* _What you need to do_: Could you change "bounding box" to "rectangle" throughout the lines below and write them out again with nothing else altered, leaving out the picture?

* _Material to process_:
====

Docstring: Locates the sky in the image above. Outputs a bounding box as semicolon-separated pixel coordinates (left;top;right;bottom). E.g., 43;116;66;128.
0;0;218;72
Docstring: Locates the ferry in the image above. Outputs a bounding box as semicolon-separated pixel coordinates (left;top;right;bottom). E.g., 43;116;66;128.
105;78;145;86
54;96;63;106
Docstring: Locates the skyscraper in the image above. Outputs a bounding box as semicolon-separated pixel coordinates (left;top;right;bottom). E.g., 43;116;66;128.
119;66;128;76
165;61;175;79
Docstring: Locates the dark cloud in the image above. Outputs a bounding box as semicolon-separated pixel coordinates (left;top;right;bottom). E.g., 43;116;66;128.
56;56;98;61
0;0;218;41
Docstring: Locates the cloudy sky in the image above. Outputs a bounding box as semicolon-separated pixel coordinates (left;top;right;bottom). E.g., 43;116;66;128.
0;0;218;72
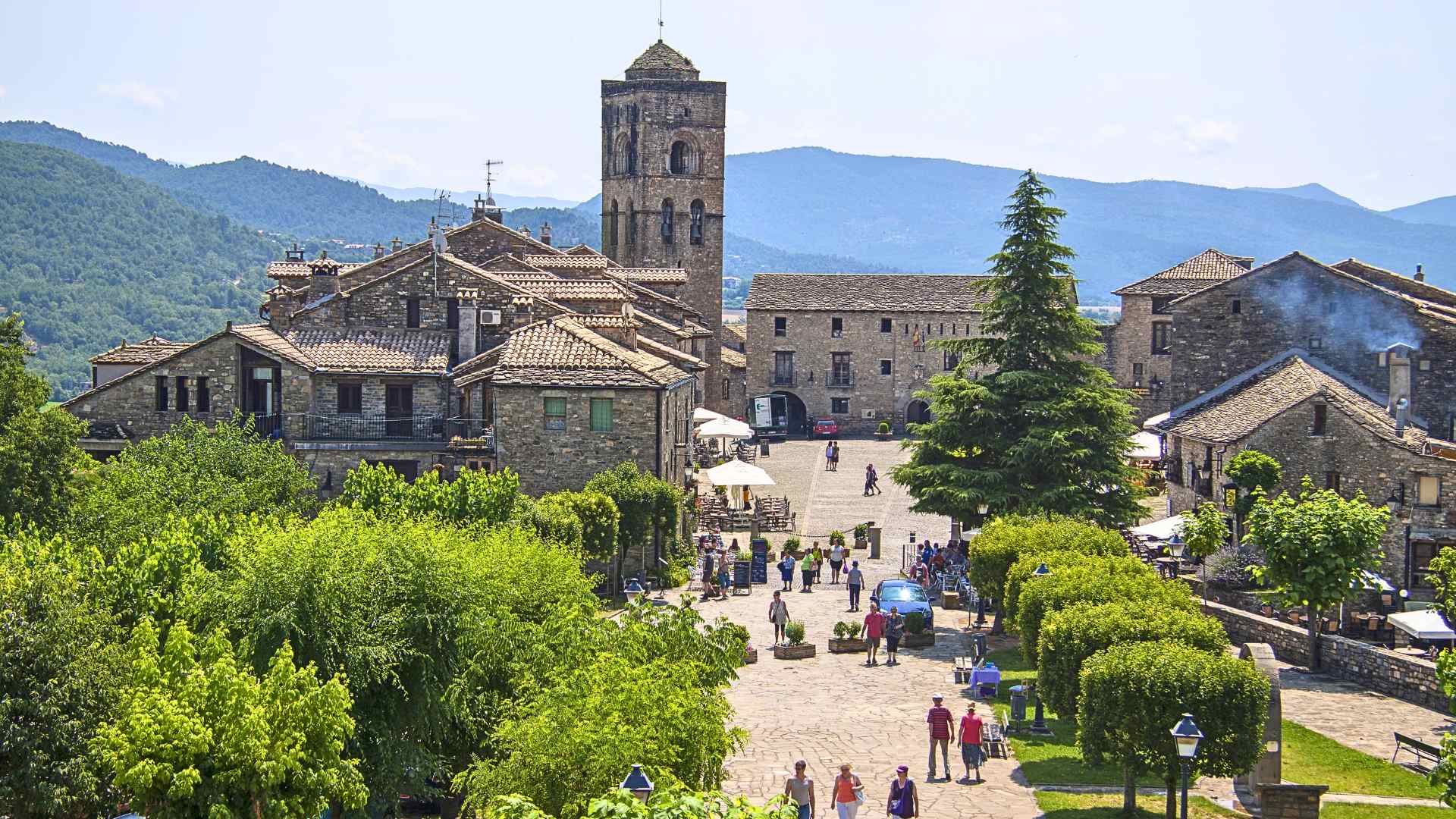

====

* _Exercise output_:
Docstring: Locates the sky in the image above. Outputs a rectangle as semicolon-separated pixel coordinates (left;top;right;bottom). E.g., 43;116;66;128.
0;0;218;72
Docstring: Locates the ferry in the image above. Outputs a rectangle as semicolon-separated pixel coordinates (left;top;right;bottom). E.g., 43;116;66;128.
105;78;145;86
54;96;63;106
Docstring: Locates the skyscraper in the image above. Outputs a rectangle as semicolon-separated pixel coordinates (left;top;right;bottom). E.g., 43;116;66;128.
119;66;128;76
165;61;175;79
Docstring: Locates the dark cloud in the image above. Outputs a rectangle as semicolon-separated pixel coordinates (left;top;right;bottom). E.g., 43;116;66;128.
56;56;98;61
0;0;218;41
Docstring: Locates the cloudy sky in the image above. Outputs a rectangle as semicolon-separated pixel coordinates (left;top;right;bottom). E.g., 43;116;66;128.
0;0;218;72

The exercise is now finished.